How many lines in the rows below contain the string "engine"? Reply with the number alone.
[BEGIN]
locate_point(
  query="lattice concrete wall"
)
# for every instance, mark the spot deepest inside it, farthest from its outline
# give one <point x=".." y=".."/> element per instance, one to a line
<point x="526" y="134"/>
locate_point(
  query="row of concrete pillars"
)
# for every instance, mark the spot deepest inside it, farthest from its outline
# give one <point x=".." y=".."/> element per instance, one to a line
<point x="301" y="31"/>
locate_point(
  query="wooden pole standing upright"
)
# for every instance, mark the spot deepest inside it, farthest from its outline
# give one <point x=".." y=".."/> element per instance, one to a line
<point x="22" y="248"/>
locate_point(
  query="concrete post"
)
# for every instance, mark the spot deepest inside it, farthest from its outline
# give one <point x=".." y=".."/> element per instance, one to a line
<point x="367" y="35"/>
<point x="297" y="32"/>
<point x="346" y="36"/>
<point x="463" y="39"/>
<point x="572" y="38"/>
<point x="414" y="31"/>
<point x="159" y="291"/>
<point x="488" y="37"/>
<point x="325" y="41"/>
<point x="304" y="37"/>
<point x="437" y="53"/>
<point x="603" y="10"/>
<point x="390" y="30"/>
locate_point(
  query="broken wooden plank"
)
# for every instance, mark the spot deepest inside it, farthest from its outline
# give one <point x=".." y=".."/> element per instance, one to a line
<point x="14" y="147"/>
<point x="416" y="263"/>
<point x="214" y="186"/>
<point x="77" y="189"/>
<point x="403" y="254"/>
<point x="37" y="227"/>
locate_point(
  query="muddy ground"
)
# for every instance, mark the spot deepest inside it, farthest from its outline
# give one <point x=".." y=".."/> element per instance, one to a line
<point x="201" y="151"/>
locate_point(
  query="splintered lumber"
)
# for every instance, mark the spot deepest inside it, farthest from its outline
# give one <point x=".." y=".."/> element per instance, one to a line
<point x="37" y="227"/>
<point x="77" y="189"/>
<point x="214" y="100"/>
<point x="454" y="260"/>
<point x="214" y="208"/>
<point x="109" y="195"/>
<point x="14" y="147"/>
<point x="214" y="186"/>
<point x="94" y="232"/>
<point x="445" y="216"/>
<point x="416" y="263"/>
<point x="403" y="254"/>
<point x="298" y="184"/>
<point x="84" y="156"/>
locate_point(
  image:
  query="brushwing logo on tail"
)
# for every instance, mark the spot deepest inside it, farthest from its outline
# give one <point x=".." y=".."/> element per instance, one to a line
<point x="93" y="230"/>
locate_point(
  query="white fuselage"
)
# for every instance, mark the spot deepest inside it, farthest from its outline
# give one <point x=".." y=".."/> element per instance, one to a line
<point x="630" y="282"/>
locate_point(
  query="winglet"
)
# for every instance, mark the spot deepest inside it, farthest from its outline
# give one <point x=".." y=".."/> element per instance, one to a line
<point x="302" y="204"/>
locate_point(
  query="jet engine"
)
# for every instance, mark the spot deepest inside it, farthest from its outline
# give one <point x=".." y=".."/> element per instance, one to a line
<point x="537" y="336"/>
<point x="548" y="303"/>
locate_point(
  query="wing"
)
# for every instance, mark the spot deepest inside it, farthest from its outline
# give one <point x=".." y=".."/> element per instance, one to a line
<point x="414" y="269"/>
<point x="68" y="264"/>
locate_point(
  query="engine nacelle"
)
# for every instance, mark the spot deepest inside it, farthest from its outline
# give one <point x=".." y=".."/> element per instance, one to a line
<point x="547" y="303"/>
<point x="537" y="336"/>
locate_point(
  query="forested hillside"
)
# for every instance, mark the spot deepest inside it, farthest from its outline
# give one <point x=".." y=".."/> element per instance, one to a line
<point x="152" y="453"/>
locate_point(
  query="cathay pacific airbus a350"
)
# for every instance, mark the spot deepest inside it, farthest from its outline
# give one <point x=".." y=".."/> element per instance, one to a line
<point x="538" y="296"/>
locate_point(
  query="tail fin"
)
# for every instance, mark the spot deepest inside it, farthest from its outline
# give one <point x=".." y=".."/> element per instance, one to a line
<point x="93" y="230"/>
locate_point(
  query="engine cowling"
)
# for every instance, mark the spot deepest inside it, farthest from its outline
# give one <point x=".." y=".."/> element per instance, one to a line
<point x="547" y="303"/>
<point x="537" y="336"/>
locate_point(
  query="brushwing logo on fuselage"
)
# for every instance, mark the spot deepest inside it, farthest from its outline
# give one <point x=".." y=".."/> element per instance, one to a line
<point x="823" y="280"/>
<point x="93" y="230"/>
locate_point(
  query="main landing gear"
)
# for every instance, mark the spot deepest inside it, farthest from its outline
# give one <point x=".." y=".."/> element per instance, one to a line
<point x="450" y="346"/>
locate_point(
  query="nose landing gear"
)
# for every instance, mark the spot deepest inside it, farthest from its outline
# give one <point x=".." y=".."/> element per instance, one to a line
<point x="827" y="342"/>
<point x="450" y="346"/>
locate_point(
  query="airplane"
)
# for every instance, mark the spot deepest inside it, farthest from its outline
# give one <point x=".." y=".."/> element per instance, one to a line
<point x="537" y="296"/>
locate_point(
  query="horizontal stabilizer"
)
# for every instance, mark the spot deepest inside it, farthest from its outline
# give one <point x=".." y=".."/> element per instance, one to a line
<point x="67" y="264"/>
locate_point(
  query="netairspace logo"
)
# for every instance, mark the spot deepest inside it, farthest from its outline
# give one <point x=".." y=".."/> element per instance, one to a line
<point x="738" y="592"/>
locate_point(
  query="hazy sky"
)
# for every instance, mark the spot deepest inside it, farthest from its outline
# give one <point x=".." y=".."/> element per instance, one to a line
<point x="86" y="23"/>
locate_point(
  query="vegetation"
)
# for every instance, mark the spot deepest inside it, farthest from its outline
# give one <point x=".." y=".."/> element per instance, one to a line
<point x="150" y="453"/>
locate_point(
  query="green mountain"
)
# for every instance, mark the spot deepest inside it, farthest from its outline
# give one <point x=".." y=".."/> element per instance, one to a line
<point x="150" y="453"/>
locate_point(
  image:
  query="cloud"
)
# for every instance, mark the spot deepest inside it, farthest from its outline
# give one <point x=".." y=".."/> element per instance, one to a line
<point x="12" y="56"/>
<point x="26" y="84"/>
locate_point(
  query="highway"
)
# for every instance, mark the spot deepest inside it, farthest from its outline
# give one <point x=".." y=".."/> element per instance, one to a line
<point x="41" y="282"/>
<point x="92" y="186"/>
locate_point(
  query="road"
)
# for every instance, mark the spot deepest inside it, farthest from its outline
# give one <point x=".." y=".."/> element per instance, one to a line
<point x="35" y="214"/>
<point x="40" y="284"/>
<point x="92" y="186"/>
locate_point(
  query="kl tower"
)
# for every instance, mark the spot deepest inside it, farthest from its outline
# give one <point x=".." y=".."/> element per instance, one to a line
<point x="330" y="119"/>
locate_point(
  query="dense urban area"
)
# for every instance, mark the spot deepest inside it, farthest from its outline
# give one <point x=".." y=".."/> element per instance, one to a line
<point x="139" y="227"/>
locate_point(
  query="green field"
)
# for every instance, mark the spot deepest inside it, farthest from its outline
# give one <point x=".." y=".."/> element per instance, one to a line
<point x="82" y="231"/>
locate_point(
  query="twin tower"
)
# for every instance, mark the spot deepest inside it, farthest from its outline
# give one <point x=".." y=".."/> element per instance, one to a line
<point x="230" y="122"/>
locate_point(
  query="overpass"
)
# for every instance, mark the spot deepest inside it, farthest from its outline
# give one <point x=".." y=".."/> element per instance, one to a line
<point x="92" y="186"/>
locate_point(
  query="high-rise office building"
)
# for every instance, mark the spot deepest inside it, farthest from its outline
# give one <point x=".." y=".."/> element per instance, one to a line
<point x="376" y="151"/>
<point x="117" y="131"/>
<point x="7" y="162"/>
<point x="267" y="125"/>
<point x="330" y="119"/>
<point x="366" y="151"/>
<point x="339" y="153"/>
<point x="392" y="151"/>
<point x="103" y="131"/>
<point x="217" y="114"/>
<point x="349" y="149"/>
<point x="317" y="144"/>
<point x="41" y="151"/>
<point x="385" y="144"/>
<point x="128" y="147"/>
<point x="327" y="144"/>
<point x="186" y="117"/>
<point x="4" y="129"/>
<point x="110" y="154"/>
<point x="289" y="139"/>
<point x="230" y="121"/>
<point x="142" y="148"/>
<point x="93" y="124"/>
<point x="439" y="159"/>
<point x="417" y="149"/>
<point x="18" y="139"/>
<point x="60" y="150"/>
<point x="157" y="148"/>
[END]
- [RESULT FOR THIS TASK] 3